▶ [SOURCE PASSAGE]:

————

Nearly six years have elapsed since we first saw the iconic photographs of Lehman Brothers' employees filing out of the former bank's worldwide headquarters, carrying their belongings in cardboard boxes. However, the downfall of Lehman is not yet a distant memory for many financial advisers, as the suitability of advice to invest in products where Lehman was a counterparty are still being considered by the FOS.

Only recently the Professional Adviser alerted the market to three separate FOS decisions regarding the suitability of investments backed by Lehman. These decisions all found that the collapse was not reasonably foreseeable and ruled in favour of the advisers.

The leading court case on causation and foreseeability in this context is Rubenstein v HSBC [2012] EWCA Civ 1184. This was a complex Court of Appeal judgment that ultimately decided in favour of the consumer. The court found that investment losses caused by adverse market movements affecting securities were not unforeseeable events. The matter did not concern investments where Lehman was a counterparty, but it was suggested that losses directly attributable to the collapse of Lehman might be regarded as unforeseeable and too remote to recover damages.

————

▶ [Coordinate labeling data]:
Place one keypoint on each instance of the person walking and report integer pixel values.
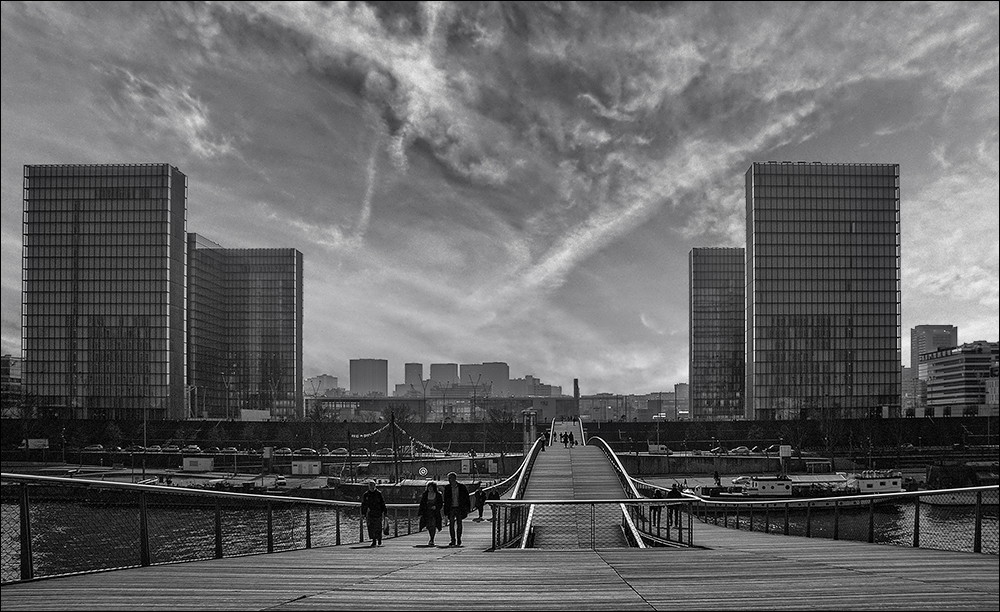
(480, 496)
(429, 510)
(674, 516)
(456, 507)
(373, 509)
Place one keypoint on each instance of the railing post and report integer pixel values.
(337, 522)
(871, 521)
(977, 542)
(593, 530)
(218, 529)
(270, 528)
(27, 563)
(143, 531)
(308, 528)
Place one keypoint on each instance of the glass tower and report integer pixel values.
(103, 290)
(717, 313)
(245, 331)
(823, 297)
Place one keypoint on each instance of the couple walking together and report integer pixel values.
(453, 502)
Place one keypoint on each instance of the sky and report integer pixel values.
(515, 182)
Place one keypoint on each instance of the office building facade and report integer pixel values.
(369, 377)
(822, 290)
(103, 278)
(244, 331)
(444, 374)
(717, 333)
(956, 379)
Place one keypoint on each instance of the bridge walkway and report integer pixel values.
(573, 473)
(732, 570)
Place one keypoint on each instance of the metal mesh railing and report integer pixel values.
(54, 526)
(964, 520)
(589, 523)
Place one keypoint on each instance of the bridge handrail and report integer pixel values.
(623, 475)
(511, 481)
(525, 471)
(132, 538)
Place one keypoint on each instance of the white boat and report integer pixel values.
(814, 490)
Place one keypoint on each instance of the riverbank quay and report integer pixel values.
(727, 570)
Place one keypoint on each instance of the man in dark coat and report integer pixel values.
(373, 509)
(456, 507)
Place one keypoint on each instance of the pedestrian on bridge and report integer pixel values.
(429, 510)
(374, 510)
(456, 507)
(674, 511)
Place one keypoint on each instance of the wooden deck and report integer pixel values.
(735, 570)
(730, 570)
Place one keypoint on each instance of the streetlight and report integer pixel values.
(475, 385)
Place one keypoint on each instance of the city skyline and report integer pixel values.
(477, 183)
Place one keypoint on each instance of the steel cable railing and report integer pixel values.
(53, 526)
(964, 519)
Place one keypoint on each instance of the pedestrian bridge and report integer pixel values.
(570, 534)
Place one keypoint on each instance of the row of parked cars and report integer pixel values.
(194, 449)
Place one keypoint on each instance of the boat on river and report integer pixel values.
(813, 490)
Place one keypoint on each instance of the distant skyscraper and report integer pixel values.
(103, 302)
(444, 374)
(413, 375)
(823, 335)
(244, 330)
(716, 317)
(369, 377)
(471, 374)
(927, 339)
(496, 374)
(956, 379)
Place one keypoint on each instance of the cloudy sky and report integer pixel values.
(478, 182)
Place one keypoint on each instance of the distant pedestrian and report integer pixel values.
(494, 495)
(480, 499)
(656, 510)
(456, 507)
(374, 510)
(431, 503)
(674, 516)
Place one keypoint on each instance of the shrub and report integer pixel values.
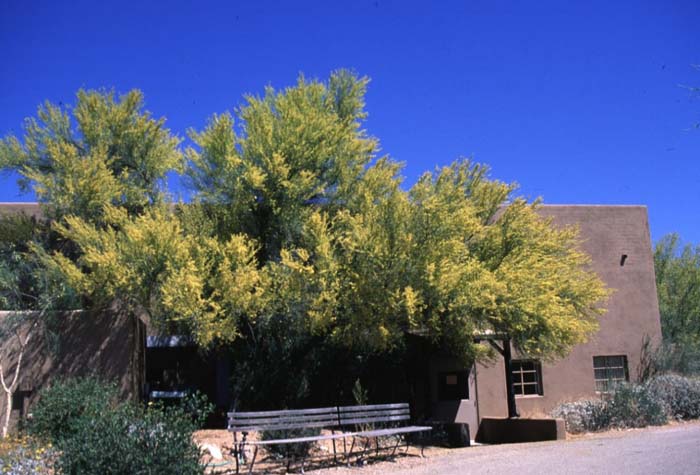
(633, 405)
(57, 414)
(97, 435)
(583, 416)
(131, 440)
(680, 395)
(25, 456)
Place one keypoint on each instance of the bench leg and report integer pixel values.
(398, 441)
(252, 462)
(349, 454)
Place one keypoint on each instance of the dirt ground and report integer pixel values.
(321, 460)
(321, 455)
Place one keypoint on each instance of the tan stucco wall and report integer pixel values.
(107, 344)
(633, 312)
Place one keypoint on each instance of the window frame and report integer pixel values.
(461, 385)
(607, 384)
(520, 372)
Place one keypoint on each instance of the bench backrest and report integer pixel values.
(280, 420)
(348, 415)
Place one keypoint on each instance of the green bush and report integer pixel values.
(679, 394)
(58, 412)
(97, 435)
(633, 405)
(583, 416)
(133, 441)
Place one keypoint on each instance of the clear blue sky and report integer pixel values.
(579, 102)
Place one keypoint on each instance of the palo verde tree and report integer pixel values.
(302, 243)
(677, 268)
(30, 296)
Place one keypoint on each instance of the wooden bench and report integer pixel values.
(320, 418)
(378, 420)
(358, 422)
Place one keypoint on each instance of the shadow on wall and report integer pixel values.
(107, 344)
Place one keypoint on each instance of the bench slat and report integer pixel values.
(367, 420)
(388, 412)
(374, 407)
(301, 439)
(258, 427)
(277, 420)
(290, 412)
(395, 430)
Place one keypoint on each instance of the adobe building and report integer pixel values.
(618, 241)
(616, 238)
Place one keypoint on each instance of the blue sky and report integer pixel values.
(579, 102)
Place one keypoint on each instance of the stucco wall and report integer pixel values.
(608, 232)
(108, 344)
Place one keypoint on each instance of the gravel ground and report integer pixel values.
(673, 449)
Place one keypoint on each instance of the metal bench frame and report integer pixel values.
(333, 418)
(371, 415)
(320, 418)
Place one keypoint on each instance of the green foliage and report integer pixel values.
(301, 241)
(198, 407)
(25, 284)
(131, 441)
(586, 415)
(105, 151)
(98, 435)
(26, 456)
(635, 405)
(61, 408)
(677, 269)
(679, 394)
(359, 393)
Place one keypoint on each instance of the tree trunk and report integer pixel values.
(9, 390)
(8, 411)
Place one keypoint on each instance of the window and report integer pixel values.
(527, 377)
(453, 386)
(609, 371)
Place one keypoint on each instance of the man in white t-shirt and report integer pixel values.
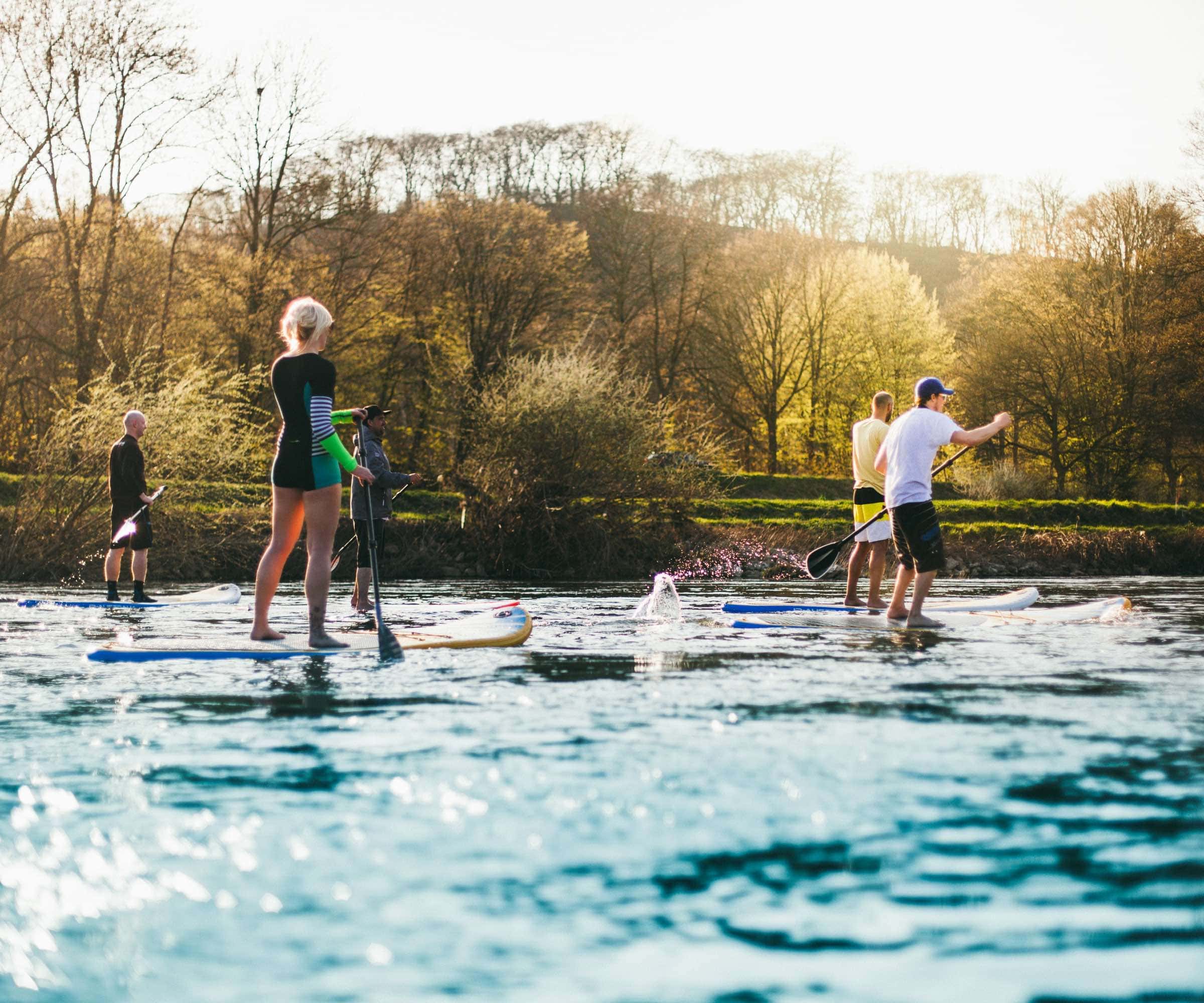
(906, 458)
(868, 488)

————

▶ [DIRECTIVE A]: Translate this sentence from the Lehman passage into French: "This was a complex Court of Appeal judgment that ultimately decided in favour of the consumer."
▶ [DIRECTIVE B]: Quote the Lehman passage verbatim, beginning at the words "Only recently the Professional" and stopping after the words "of the advisers.".

▶ [REPLY A]: Il s'agissait d'un arrêt complexe de la Court of Appeal qui a finalement tranché en faveur du consommateur.

▶ [REPLY B]:
Only recently the Professional Adviser alerted the market to three separate FOS decisions regarding the suitability of investments backed by Lehman. These decisions all found that the collapse was not reasonably foreseeable and ruled in favour of the advisers.